Document extract:

______________________________

Figure 15. Example of a multiple choice test response window.

For the initial test condition shown in Figure 15 the command line code is "1,0,1,3,0,255, 0,7,1". The condition number is 1. No additional instruction line is read in, leaving the previous (original) one displayed. A single stimulus is involved. No more than three repeat presentations will be allowed. The multiple choice panel is displayed. All eight check boxes in that panel are made visible (and, thus, available for user selection). None of the radio buttons in the other panel are displayed. Three command buttons -- NEXT, Recess, and PLAY/REPEAT -- are displayed. The minimum delay between successive stimulus presentations is set at 0.5 second. [Delays are imposed by the playing of the half-second file silence.wav a specified number of times.]

Figure 16. Example of a two alternative forced choice test response window.

For the next test condition, shown in Figure 16, the command line code is "2,1,2,3,1, 0, 3,7,2 ". The condition number is 2. This time a new instruction line is read in. Comparison of a pair of stimuli is involved. Again, no more than three repeat presentations will be allowed. The forced choice panel is displayed. None of the check boxes in the other panel are displayed. The first two radio buttons in the forced choice panel are made available. The same three command buttons -- NEXT, Recess, and PLAY/REPEAT -- are displayed. The minimum delay between successive stimulus presentations (including the interval between the two stimuli in each presented pair) is set at 1.0 second.

Figure 17. Example of a three alternative forced choice test response window.

Figure 17 displays the window as it appears for the next test condition in our example .TST file. The command line code is "3,1,3,0,1, 0,224,7,2 ". The condition number is 3. A flag again causes the reading in of a new instruction line to be displayed for this condition. Comparison of three stimuli is involved. No repeat presentations will be allowed. The forced choice panel is selected again. No check boxes are displayed in the other panel. The last three radio buttons in the forced choice panel are selected as possible responses for this condition. The same three command buttons -- NEXT, Recess, and PLAY/REPEAT -- again are displayed. The minimum delay between successive stimulus presentations (including the interval between adjacent stimuli in each presented set) is again set at 1.0 second.

The PLAY/REPEAT command button is initially displayed with the label PLAY, and the program waits for the subject to click on it before first delivering a stimulus. If the command line has indicated that repeats are to be allowed, the PLAY button is relabeled as REPEAT until the specified number of repeats has been met. The PLAY/REPEAT button then disappears. The subject is free to make and alter response selection(s) until he/she clicks on the NEXT command button.

As an alternative to the PLAY/REPEAT button, a pair of command buttons labeled "Play1" and "Play2" can be used. This will allow the subject to play (and, optionally, repeat) two stimuli in any order. If the parameter is set to allow a certain number of repeats, that many additional presentations of the first stimulus will be allowed before the Play1 button disappears. The Play2 button will remain visible and active until it is used once after the Play1 button disappears. The minimum delay between successive stimuli functions in this response mode as well.

______________________________

Material shown:
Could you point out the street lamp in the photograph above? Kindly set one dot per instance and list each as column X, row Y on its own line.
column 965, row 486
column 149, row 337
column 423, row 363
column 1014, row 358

______________________________

Extend the explanation of the test response windows above, starting after its final sentence about the Play1 and Play2 buttons.

{short description of image}

Figure 18. Example of Loudness Balancing Task: Preliminary Processor Adjustment

As a final example of ways in which .TST file scripts can be used, we illustrate how mode 2 can support automated loudness balancing among stimuli prior to testing with those stimuli. Figure 18 displays a preliminary window produced by the next condition in our example .TST file. The command line code is "4,1,1,10,2,0,0,11,1". The condition number is 4. A flag again causes the reading in of a new instruction line to be displayed for this condition. Only a single stimulus is involved, with up to 10 repeats allowed as the subject adjusts the volume control on his/her processor to achieve a most comfortable level for the reference sound associated with the Play 1 button. Mode 2 causes the fader (which will be used in the following step) to appear in the window. No check boxes or radio buttons are displayed. Three command buttons -- NEXT, Recess, and Play 1 -- are displayed. The minimum delay between successive stimulus presentations is set at 0.5 second. Typically, the reference sound supplied here will have been chosen as softer than any of the other sounds to be balanced with it, and will be presented at the maximum master gain setting (99).

{short description of image}

Figure 19. Example of Loudness Balancing Task: Stimulus Loudness Adjustment

Once the subject's processor is adjusted to provide MCL for the reference sound, the final window shown in Fig. 19 can be repeated for each sound to be loudness balanced with respect to it. The command line code is "5,1,2,10,2,0,0,27,1." 5 is the condition number, and a new instruction line is provided. There are two stimuli in this case, the first being the same reference sound used in the preliminary step, and the second being a stimulus to be loudness balanced against that reference, a process for which as many as 10 repeat playings of the reference sound will be allowed. The mode setting of 2 displays and enables the fader control, while no radio buttons or check boxes are shown. The Play 2 button is added to those from the preliminary step. A minimum delay of 0.5 s is specified between successive tones. The initial setting of the fader control is 20%, as specified in the stimulus specification line, to ensure that the sound being balanced will be audible initially, but not louder than the reference sound. As the subject moves the graphic fader control, a flag is set indicating that a change has occurred. When the Play 2 button next is activated, the status of that flag leads to resynthesis of the test sound with the new master gain setting before it is played.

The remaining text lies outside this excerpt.